◆ TASK ITEM
From the article on the Chicago Botanic Garden's Plant Evaluation Program, reproduce word for word the passage that opens with the words "In 2006, the" and ends after the words "safe for cultivation.".

The Chicago Botanic Garden’s Plant Evaluation Program received the American Public Gardens Association’s (APGA) 2008 Award for Program Excellence during this year’s annual APGA conference in Pasadena, Ca. This award is presented to an APGA institutional member who has displayed a truly innovative spirit in the development of new programs and has pioneered in one or more of the disciplines appropriate to public horticultural institutions, including education, conservation, development, botany, gardening, horticulture, research, extension or administration.
“What started as a small plant evaluation program in 1982, is now widely regarded as the preeminent ornamental plant evaluation program in North America,” said Richard Hawke, Plant Evaluation Manager at the Chicago Botanic Garden. “It is also one of the few programs in the United States that formally evaluates plants and disseminates the results.”
The goal of the Garden’s Plant Evaluation Program is to determine, through scientific evaluation, which plants are superior for gardens in the Upper Midwest. Plants are rated on ornamental qualities, cultural adaptability, winter hardiness, and disease- and pest-resistance. It is the intent of the program to study and recommend plants that are readily available in area nurseries.
The results of the plant evaluations are written up by Richard Hawke in Plant Evaluation Notes, and distributed to researchers, horticulture professionals and the gardening public — reaching hundreds of thousands of readers with each issue. The Plant Evaluation Notes is the Garden’s principle vehicle for reporting results and is broadly distributed both in printed and electronic formats.
In 2006, the program’s mission expanded to include comparative trials of potentially invasive taxa such as Miscanthus and Polygonatum, the results of which will inform the public about taxa that pose threats to our natural habitats and those that are safe for cultivation.
As evidence of the program’s high regard, evaluation programs modeled on it have been initiated at Mt. Cuba Center in Delaware and Atlanta Botanical Garden. This level of service to public horticulture earned Richard Hawke the Perennial Plant Association’s 2005 Academic Award for exceptional leadership in education to students, green industry members and the garden public.

◆ Data excerpts
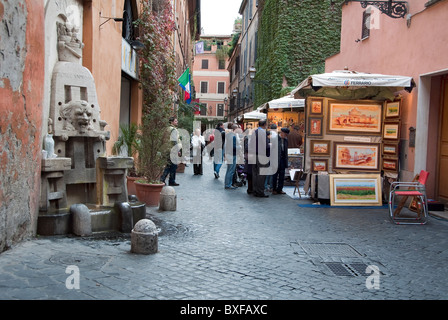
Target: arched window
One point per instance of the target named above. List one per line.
(128, 26)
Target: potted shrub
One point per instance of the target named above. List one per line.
(158, 84)
(128, 142)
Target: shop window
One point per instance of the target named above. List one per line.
(365, 24)
(204, 87)
(221, 88)
(220, 111)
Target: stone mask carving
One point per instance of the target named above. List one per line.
(77, 116)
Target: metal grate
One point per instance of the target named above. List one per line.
(330, 249)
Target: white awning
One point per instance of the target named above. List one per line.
(285, 102)
(351, 80)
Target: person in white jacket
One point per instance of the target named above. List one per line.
(198, 144)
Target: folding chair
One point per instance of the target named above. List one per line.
(415, 189)
(297, 177)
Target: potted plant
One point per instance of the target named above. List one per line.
(158, 84)
(128, 143)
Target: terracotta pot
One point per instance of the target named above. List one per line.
(180, 168)
(131, 186)
(149, 193)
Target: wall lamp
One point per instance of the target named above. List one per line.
(110, 18)
(393, 9)
(252, 72)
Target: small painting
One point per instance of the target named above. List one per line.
(356, 156)
(315, 127)
(359, 118)
(390, 149)
(355, 190)
(391, 131)
(390, 164)
(392, 110)
(319, 165)
(316, 106)
(320, 147)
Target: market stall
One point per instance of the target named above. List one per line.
(288, 112)
(352, 134)
(250, 119)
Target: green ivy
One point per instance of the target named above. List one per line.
(294, 39)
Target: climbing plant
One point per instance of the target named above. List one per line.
(294, 39)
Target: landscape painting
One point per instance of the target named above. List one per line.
(356, 156)
(355, 189)
(360, 118)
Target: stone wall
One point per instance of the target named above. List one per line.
(21, 103)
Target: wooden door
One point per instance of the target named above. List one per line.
(443, 143)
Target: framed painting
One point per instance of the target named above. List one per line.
(390, 149)
(354, 118)
(355, 190)
(316, 106)
(356, 156)
(390, 164)
(320, 147)
(315, 126)
(392, 110)
(319, 165)
(391, 131)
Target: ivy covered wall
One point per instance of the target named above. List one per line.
(294, 39)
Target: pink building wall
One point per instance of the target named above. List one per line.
(415, 46)
(212, 76)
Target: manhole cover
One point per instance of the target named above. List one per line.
(78, 259)
(330, 249)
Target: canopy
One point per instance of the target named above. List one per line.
(252, 116)
(282, 103)
(353, 85)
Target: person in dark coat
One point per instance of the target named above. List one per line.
(279, 176)
(259, 145)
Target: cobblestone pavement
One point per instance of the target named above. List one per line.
(226, 244)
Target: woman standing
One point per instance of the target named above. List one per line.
(198, 143)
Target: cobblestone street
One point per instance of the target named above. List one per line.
(226, 244)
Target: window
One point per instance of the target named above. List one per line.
(204, 87)
(203, 109)
(221, 64)
(220, 111)
(221, 87)
(365, 25)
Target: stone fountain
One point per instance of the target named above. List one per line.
(77, 177)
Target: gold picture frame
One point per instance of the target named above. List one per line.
(320, 147)
(355, 190)
(356, 156)
(348, 117)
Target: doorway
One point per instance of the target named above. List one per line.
(442, 178)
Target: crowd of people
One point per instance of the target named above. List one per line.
(257, 158)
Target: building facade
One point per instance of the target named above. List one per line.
(211, 77)
(414, 45)
(29, 53)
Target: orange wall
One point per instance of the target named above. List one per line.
(410, 47)
(20, 124)
(102, 56)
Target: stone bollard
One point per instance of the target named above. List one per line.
(82, 222)
(144, 237)
(168, 199)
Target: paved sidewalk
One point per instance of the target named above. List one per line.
(227, 245)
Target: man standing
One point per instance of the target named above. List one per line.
(295, 138)
(260, 146)
(176, 145)
(218, 157)
(279, 176)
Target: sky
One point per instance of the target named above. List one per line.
(217, 16)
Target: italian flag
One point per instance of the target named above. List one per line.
(184, 82)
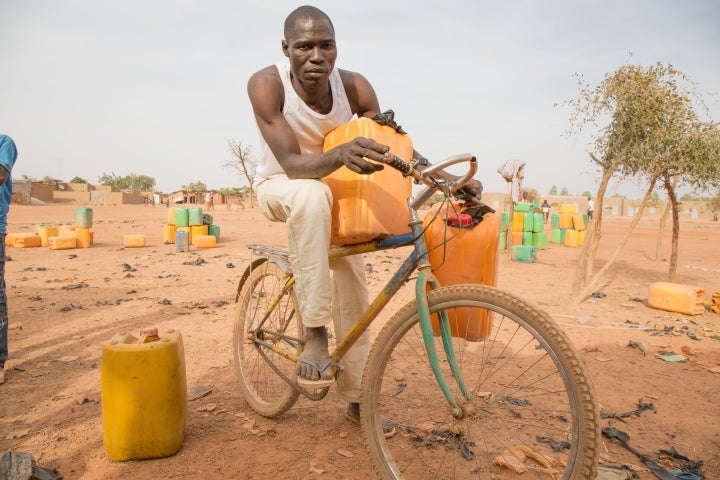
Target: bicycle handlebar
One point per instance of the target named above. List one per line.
(425, 177)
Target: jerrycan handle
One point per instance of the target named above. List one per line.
(148, 334)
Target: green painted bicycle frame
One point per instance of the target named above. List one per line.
(418, 259)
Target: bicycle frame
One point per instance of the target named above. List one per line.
(418, 259)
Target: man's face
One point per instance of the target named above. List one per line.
(311, 48)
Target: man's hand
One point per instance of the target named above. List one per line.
(355, 153)
(473, 188)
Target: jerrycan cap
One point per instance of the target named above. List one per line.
(459, 220)
(149, 331)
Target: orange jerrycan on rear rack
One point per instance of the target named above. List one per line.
(460, 253)
(367, 207)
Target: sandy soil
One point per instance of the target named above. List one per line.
(65, 304)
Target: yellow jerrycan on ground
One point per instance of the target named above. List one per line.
(144, 395)
(368, 207)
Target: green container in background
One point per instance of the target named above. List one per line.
(83, 217)
(528, 222)
(523, 207)
(555, 220)
(540, 240)
(524, 253)
(555, 235)
(195, 216)
(214, 230)
(538, 222)
(181, 217)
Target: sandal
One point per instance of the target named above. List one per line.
(321, 382)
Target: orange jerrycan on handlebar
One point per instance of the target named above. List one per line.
(367, 207)
(461, 253)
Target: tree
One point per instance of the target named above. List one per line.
(244, 163)
(128, 182)
(652, 132)
(195, 186)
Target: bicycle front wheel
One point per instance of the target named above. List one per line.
(529, 411)
(266, 312)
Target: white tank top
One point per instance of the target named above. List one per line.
(310, 127)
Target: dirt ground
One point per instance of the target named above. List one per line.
(64, 305)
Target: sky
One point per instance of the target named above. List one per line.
(158, 87)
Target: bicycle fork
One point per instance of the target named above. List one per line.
(425, 278)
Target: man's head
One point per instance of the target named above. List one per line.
(310, 45)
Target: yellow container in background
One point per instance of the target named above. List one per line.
(366, 207)
(578, 222)
(169, 233)
(565, 220)
(62, 243)
(133, 241)
(45, 233)
(571, 237)
(171, 216)
(185, 229)
(66, 231)
(144, 395)
(196, 231)
(27, 241)
(205, 241)
(83, 236)
(675, 297)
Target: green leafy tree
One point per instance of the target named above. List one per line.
(244, 163)
(128, 182)
(198, 186)
(652, 132)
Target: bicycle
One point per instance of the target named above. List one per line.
(516, 401)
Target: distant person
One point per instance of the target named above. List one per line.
(545, 209)
(8, 155)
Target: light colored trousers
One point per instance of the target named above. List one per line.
(326, 289)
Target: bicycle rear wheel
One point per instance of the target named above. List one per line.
(530, 412)
(264, 389)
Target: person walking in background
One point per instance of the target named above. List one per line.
(8, 155)
(545, 209)
(209, 204)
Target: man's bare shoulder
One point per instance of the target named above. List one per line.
(360, 93)
(268, 77)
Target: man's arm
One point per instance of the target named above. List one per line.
(266, 95)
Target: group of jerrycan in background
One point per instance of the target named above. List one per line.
(144, 392)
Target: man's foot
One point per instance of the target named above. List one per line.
(315, 368)
(353, 414)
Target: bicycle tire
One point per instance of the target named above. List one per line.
(265, 390)
(528, 391)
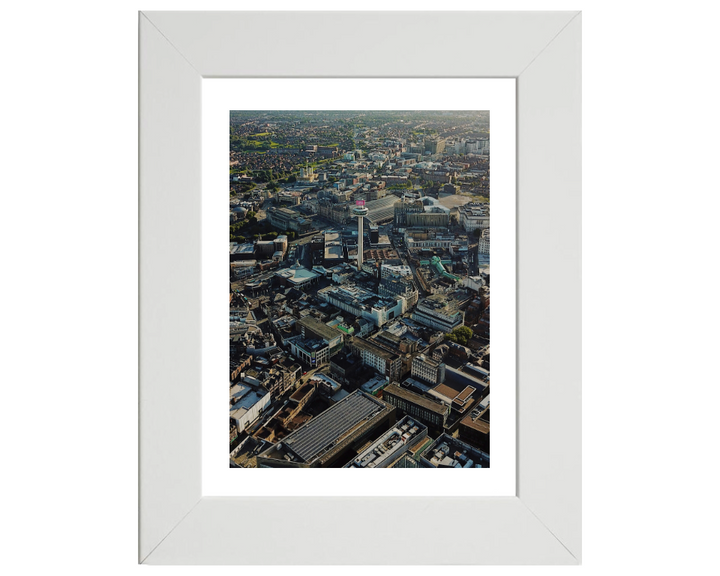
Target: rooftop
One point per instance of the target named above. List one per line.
(416, 399)
(321, 329)
(321, 433)
(390, 445)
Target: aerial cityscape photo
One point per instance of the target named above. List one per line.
(359, 289)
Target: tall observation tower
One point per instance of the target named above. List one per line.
(360, 212)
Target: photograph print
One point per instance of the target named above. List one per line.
(359, 289)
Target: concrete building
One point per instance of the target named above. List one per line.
(310, 351)
(431, 413)
(363, 303)
(474, 215)
(475, 427)
(393, 287)
(311, 327)
(404, 207)
(438, 312)
(428, 370)
(392, 271)
(297, 276)
(386, 363)
(484, 242)
(286, 219)
(449, 452)
(246, 404)
(332, 435)
(360, 212)
(390, 447)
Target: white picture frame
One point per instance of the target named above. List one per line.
(542, 524)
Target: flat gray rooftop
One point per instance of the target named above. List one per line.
(326, 429)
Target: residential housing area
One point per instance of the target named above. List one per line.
(359, 289)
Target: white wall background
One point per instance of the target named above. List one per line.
(69, 245)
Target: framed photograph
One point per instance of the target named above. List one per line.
(196, 67)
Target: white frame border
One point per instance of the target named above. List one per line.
(542, 525)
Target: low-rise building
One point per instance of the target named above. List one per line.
(431, 413)
(330, 436)
(439, 312)
(391, 446)
(449, 452)
(246, 404)
(384, 362)
(474, 215)
(428, 369)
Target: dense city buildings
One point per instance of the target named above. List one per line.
(359, 303)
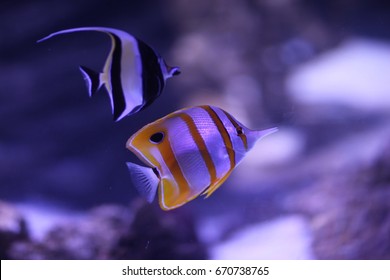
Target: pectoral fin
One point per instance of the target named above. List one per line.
(144, 180)
(92, 79)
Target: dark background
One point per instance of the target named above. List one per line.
(60, 148)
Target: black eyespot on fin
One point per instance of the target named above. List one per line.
(156, 137)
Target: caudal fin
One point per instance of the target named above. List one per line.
(144, 180)
(92, 79)
(265, 132)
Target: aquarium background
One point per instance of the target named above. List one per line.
(317, 189)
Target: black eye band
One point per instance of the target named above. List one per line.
(157, 137)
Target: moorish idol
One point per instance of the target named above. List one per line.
(188, 153)
(133, 74)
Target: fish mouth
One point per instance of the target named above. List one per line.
(155, 171)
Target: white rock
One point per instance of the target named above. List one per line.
(354, 74)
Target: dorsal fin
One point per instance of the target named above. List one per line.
(144, 180)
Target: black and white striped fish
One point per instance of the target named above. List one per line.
(133, 74)
(189, 152)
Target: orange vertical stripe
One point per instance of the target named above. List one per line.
(199, 141)
(172, 198)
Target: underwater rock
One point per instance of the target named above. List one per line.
(12, 228)
(283, 238)
(156, 234)
(141, 231)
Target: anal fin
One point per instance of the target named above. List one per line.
(144, 180)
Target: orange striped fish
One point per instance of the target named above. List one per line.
(189, 152)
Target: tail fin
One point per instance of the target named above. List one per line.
(144, 180)
(265, 132)
(92, 79)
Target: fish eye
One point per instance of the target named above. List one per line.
(156, 137)
(176, 71)
(239, 131)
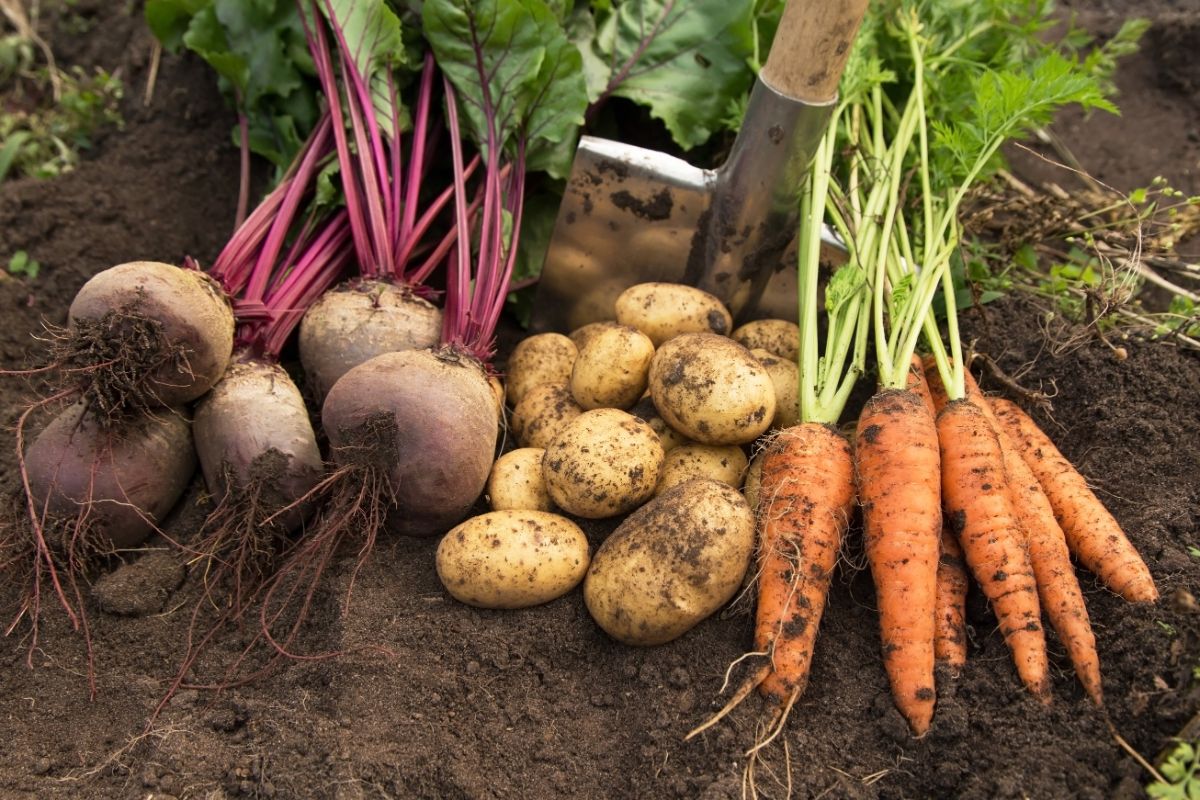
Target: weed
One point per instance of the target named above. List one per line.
(49, 114)
(1180, 780)
(22, 264)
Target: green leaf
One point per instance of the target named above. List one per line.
(581, 30)
(11, 149)
(845, 283)
(375, 38)
(22, 264)
(513, 65)
(683, 59)
(168, 19)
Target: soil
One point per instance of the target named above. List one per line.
(469, 703)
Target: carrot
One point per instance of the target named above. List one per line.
(1057, 585)
(808, 492)
(807, 497)
(1092, 534)
(951, 635)
(975, 491)
(1059, 590)
(898, 467)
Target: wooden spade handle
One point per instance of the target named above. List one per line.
(811, 47)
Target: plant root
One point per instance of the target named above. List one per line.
(357, 500)
(117, 362)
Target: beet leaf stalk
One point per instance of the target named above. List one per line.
(360, 58)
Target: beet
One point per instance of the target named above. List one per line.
(425, 422)
(109, 486)
(144, 335)
(256, 444)
(358, 322)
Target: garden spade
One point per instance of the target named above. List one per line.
(631, 215)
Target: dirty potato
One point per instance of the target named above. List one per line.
(581, 336)
(721, 463)
(516, 482)
(712, 389)
(664, 311)
(786, 378)
(672, 563)
(777, 336)
(543, 413)
(539, 359)
(669, 437)
(612, 368)
(513, 559)
(603, 463)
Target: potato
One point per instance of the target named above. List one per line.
(725, 464)
(543, 413)
(516, 482)
(581, 336)
(612, 368)
(540, 359)
(513, 559)
(604, 463)
(712, 389)
(786, 378)
(672, 563)
(664, 311)
(669, 437)
(777, 336)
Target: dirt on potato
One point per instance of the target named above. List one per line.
(432, 698)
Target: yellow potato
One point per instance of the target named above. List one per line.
(581, 336)
(513, 559)
(543, 413)
(712, 389)
(603, 463)
(612, 368)
(664, 311)
(725, 464)
(672, 563)
(540, 359)
(669, 437)
(777, 336)
(786, 378)
(516, 482)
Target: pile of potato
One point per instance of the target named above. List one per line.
(648, 415)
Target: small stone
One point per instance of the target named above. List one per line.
(141, 587)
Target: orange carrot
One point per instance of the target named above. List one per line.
(1092, 534)
(805, 500)
(898, 467)
(1057, 585)
(808, 494)
(951, 635)
(975, 491)
(1059, 590)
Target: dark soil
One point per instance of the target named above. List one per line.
(540, 703)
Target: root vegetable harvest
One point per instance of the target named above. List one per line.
(951, 632)
(1059, 591)
(1092, 534)
(805, 487)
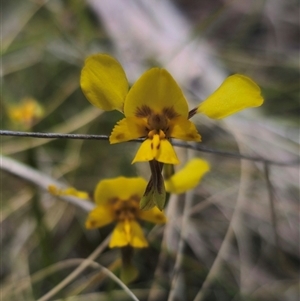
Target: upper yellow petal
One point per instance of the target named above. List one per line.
(157, 90)
(188, 177)
(165, 153)
(99, 217)
(103, 82)
(236, 93)
(153, 215)
(184, 129)
(127, 129)
(128, 233)
(121, 188)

◆ EXERCISE RESULT
In 2006, the program’s mission expanded to include comparative trials of potentially invasive taxa such as Miscanthus and Polygonatum, the results of which will inform the public about taxa that pose threats to our natural habitats and those that are safe for cultivation.